**What you should do:** Copy the entries character for character.

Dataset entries
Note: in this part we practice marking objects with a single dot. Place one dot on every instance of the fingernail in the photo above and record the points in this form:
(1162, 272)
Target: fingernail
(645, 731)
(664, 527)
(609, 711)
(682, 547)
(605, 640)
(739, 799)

**Task solution:**
Note: in this part we practice marking objects with a single dot. Place one dot on every instance of the fingernail in the photo above and record the points in this form:
(1162, 272)
Target: fingernail
(645, 731)
(664, 527)
(609, 711)
(682, 547)
(605, 640)
(739, 799)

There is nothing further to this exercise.